# WORK TO COMPLETE:
Switch "cliff face" to "rock wall" and write out again only the lines from the line with "of the cliff" up to and including the line with "252 91 L 227", leaving everything else in them unchanged.

[Image boundary labeling entries]

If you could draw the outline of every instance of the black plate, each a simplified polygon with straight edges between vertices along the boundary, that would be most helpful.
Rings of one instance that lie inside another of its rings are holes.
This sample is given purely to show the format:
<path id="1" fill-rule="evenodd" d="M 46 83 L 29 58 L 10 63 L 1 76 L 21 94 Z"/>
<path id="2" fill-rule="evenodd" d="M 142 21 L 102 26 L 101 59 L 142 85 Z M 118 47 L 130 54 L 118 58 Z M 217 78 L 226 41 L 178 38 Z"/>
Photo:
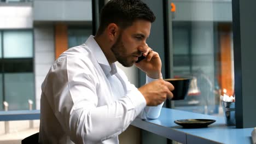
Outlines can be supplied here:
<path id="1" fill-rule="evenodd" d="M 174 123 L 185 128 L 199 128 L 207 127 L 216 121 L 208 119 L 186 119 L 174 121 Z"/>

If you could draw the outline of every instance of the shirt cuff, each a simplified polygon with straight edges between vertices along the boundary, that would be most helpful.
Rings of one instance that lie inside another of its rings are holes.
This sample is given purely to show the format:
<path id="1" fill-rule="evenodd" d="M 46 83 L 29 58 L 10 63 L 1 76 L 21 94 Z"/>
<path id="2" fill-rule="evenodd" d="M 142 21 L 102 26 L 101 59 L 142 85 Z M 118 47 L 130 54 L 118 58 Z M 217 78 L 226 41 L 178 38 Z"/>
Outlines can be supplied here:
<path id="1" fill-rule="evenodd" d="M 162 74 L 161 74 L 161 76 L 160 76 L 160 79 L 162 79 Z M 150 82 L 153 81 L 155 81 L 156 80 L 158 80 L 158 79 L 152 79 L 152 78 L 150 77 L 149 76 L 148 76 L 148 75 L 146 75 L 146 83 L 148 83 Z"/>
<path id="2" fill-rule="evenodd" d="M 138 116 L 146 106 L 145 98 L 138 90 L 133 91 L 127 94 L 133 105 L 135 111 Z"/>

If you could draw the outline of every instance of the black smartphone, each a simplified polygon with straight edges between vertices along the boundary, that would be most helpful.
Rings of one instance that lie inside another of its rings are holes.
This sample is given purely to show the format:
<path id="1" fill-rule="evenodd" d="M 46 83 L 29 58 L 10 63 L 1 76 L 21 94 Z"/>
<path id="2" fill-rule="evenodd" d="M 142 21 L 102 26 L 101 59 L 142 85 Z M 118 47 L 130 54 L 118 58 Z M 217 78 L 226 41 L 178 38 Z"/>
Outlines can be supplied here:
<path id="1" fill-rule="evenodd" d="M 136 63 L 138 63 L 139 62 L 141 62 L 141 61 L 143 60 L 144 58 L 145 58 L 146 57 L 143 56 L 143 55 L 139 57 L 138 58 L 138 61 L 136 61 L 135 62 Z"/>

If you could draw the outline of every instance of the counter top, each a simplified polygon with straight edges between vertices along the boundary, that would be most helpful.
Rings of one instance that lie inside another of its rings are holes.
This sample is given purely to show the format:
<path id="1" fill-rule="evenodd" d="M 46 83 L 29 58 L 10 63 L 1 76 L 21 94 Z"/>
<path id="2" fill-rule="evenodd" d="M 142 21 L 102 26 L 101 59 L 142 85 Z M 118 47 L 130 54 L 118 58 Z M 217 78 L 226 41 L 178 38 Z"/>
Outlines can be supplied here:
<path id="1" fill-rule="evenodd" d="M 212 119 L 216 122 L 206 128 L 185 129 L 174 123 L 182 119 Z M 253 128 L 237 129 L 227 126 L 224 117 L 163 107 L 159 118 L 136 118 L 132 125 L 182 143 L 252 143 Z"/>

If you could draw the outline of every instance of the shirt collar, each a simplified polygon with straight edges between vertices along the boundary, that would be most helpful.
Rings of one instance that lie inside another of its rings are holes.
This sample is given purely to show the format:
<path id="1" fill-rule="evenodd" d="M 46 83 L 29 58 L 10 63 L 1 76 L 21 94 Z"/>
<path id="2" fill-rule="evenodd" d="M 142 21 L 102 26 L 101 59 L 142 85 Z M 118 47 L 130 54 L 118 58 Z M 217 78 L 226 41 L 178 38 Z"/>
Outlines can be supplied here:
<path id="1" fill-rule="evenodd" d="M 94 39 L 94 36 L 90 35 L 85 42 L 85 45 L 88 46 L 88 48 L 92 52 L 106 76 L 109 74 L 113 75 L 117 73 L 115 64 L 112 63 L 109 65 L 105 55 L 104 55 L 101 47 Z"/>

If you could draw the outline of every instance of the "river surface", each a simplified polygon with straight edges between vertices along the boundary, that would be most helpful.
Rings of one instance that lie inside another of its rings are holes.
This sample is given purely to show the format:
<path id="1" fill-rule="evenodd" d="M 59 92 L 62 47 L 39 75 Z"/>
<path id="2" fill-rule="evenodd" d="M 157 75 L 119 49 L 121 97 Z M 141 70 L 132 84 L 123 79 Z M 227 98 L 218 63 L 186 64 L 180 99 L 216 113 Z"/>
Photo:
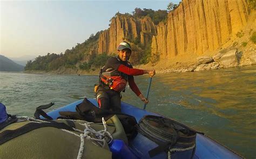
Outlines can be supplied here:
<path id="1" fill-rule="evenodd" d="M 0 102 L 9 114 L 33 116 L 39 105 L 49 111 L 84 97 L 95 98 L 98 76 L 0 72 Z M 149 76 L 135 77 L 145 96 Z M 122 100 L 142 108 L 127 87 Z M 173 118 L 247 158 L 256 157 L 256 66 L 156 75 L 147 110 Z"/>

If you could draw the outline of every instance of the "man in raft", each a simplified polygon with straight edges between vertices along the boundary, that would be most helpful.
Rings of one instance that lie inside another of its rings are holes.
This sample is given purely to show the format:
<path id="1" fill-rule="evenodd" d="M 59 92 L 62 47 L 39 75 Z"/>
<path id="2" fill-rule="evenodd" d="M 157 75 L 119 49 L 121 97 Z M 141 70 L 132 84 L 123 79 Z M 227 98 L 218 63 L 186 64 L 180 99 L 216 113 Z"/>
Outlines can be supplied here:
<path id="1" fill-rule="evenodd" d="M 100 69 L 99 84 L 95 89 L 100 108 L 120 112 L 120 92 L 124 92 L 127 82 L 132 90 L 144 103 L 149 102 L 139 91 L 133 76 L 148 74 L 152 77 L 156 74 L 155 70 L 133 68 L 128 61 L 131 53 L 130 44 L 126 41 L 120 43 L 117 48 L 117 56 L 110 57 Z"/>

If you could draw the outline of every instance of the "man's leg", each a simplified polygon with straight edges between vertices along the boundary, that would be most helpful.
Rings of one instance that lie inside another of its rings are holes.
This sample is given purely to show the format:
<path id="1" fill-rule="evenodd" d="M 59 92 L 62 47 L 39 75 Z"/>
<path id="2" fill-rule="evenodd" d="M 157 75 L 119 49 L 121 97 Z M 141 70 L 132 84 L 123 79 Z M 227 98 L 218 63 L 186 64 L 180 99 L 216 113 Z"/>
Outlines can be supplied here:
<path id="1" fill-rule="evenodd" d="M 110 104 L 114 112 L 121 112 L 121 97 L 120 93 L 117 93 L 110 98 Z"/>
<path id="2" fill-rule="evenodd" d="M 99 86 L 96 91 L 96 100 L 100 109 L 108 110 L 110 109 L 110 100 L 106 90 Z"/>

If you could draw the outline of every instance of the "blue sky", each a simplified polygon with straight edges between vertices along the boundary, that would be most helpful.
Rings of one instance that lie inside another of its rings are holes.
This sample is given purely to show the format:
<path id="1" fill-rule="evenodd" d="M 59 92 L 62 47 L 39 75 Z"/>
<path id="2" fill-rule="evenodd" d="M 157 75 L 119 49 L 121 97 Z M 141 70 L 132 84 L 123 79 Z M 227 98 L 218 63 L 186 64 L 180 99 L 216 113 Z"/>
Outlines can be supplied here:
<path id="1" fill-rule="evenodd" d="M 0 1 L 0 54 L 38 56 L 64 52 L 107 29 L 119 11 L 166 9 L 180 1 Z"/>

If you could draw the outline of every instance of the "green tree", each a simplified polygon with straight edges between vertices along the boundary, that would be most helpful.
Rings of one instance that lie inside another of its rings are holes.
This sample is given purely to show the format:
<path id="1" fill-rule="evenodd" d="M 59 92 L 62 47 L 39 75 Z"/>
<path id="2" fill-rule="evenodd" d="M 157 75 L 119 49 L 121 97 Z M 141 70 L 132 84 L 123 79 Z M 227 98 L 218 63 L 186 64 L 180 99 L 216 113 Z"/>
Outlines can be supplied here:
<path id="1" fill-rule="evenodd" d="M 170 2 L 169 4 L 167 6 L 167 10 L 169 12 L 170 12 L 174 9 L 176 9 L 178 7 L 178 4 L 174 4 L 172 2 Z"/>

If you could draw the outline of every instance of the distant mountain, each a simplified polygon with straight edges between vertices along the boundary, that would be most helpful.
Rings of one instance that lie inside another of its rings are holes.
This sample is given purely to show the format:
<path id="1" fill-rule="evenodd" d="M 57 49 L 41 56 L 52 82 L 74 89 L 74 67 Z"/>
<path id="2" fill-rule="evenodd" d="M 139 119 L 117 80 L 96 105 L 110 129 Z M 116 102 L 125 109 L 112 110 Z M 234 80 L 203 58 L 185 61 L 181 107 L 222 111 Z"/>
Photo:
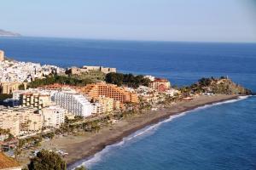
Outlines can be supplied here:
<path id="1" fill-rule="evenodd" d="M 19 36 L 20 36 L 20 34 L 14 33 L 11 31 L 0 29 L 0 37 L 19 37 Z"/>

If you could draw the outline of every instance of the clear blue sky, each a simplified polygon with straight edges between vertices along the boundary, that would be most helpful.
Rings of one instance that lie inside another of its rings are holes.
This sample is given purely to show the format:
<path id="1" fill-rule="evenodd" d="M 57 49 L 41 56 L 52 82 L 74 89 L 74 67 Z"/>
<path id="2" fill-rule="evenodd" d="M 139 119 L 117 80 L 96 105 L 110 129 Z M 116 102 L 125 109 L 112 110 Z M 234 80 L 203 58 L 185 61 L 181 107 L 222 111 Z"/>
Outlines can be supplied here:
<path id="1" fill-rule="evenodd" d="M 2 0 L 0 29 L 24 36 L 256 42 L 254 0 Z"/>

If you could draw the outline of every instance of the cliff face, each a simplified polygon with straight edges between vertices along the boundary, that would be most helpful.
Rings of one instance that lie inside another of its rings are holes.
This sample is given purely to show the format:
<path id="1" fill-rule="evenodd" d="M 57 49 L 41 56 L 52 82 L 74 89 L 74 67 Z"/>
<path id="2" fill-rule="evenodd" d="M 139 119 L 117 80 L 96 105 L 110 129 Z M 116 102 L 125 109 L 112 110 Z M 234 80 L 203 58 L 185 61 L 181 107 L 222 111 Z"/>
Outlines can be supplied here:
<path id="1" fill-rule="evenodd" d="M 19 37 L 20 34 L 7 31 L 0 29 L 0 37 Z"/>
<path id="2" fill-rule="evenodd" d="M 252 91 L 227 78 L 202 78 L 197 86 L 203 92 L 223 94 L 252 94 Z"/>

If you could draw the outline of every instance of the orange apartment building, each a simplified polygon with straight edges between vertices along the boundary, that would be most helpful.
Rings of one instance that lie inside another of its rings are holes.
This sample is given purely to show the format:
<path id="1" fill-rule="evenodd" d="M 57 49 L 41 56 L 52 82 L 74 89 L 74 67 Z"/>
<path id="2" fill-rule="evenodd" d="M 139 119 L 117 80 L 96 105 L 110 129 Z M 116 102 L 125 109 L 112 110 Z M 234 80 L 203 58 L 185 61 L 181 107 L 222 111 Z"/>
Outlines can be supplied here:
<path id="1" fill-rule="evenodd" d="M 112 98 L 115 101 L 119 101 L 121 104 L 127 102 L 138 102 L 138 97 L 137 94 L 129 92 L 124 88 L 119 88 L 114 84 L 97 82 L 80 88 L 79 90 L 87 94 L 91 99 L 97 99 L 100 96 L 105 96 L 108 98 Z"/>

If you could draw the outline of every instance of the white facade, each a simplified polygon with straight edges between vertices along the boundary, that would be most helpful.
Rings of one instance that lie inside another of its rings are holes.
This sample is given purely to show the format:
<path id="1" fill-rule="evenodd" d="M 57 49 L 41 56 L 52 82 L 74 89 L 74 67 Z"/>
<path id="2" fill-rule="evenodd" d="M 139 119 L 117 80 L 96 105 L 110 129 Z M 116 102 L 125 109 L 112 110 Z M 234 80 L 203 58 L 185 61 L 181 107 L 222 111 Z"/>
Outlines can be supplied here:
<path id="1" fill-rule="evenodd" d="M 66 110 L 59 105 L 51 105 L 42 109 L 44 127 L 58 128 L 64 123 Z"/>
<path id="2" fill-rule="evenodd" d="M 93 111 L 93 106 L 88 99 L 73 91 L 57 92 L 52 99 L 74 116 L 89 116 Z"/>

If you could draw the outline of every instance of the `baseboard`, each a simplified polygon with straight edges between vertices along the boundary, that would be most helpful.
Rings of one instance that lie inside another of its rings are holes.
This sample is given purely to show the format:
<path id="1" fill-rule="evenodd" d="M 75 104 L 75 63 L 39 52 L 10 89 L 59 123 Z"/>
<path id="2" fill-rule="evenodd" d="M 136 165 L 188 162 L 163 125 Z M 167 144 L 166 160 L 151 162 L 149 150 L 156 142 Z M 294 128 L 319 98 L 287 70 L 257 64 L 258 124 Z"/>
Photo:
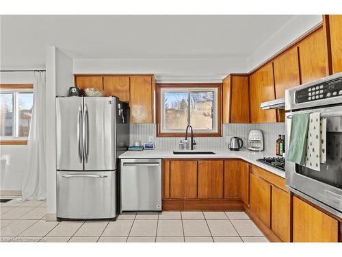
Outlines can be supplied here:
<path id="1" fill-rule="evenodd" d="M 270 242 L 282 243 L 282 241 L 281 241 L 281 239 L 279 238 L 278 236 L 269 228 L 265 225 L 263 221 L 261 221 L 256 217 L 256 215 L 246 206 L 244 206 L 244 211 Z"/>
<path id="2" fill-rule="evenodd" d="M 57 221 L 57 214 L 56 213 L 47 213 L 45 215 L 45 220 L 47 221 Z"/>
<path id="3" fill-rule="evenodd" d="M 0 197 L 20 197 L 21 196 L 21 190 L 0 190 Z"/>
<path id="4" fill-rule="evenodd" d="M 229 211 L 244 210 L 240 199 L 168 199 L 163 200 L 163 210 Z"/>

# EXERCISE OUTPUT:
If you could draw the outline of every instance of the rock wall, each a simplified polygon with straight edges between vertices along the boundary, that would be most helpful.
Rings of one instance that lie inside another of its rings are holes.
This sample is given purely to show the format:
<path id="1" fill-rule="evenodd" d="M 57 49 L 41 56 L 52 82 L 74 89 L 74 67 Z"/>
<path id="2" fill-rule="evenodd" d="M 139 119 L 117 80 L 96 105 L 110 129 Z M 116 102 L 125 109 L 112 110 Z M 234 80 L 203 58 L 185 61 L 181 107 L 222 111 Z"/>
Outlines can be supplied here:
<path id="1" fill-rule="evenodd" d="M 19 37 L 20 34 L 7 31 L 0 29 L 0 37 Z"/>
<path id="2" fill-rule="evenodd" d="M 252 91 L 227 78 L 202 78 L 197 86 L 203 92 L 223 94 L 252 94 Z"/>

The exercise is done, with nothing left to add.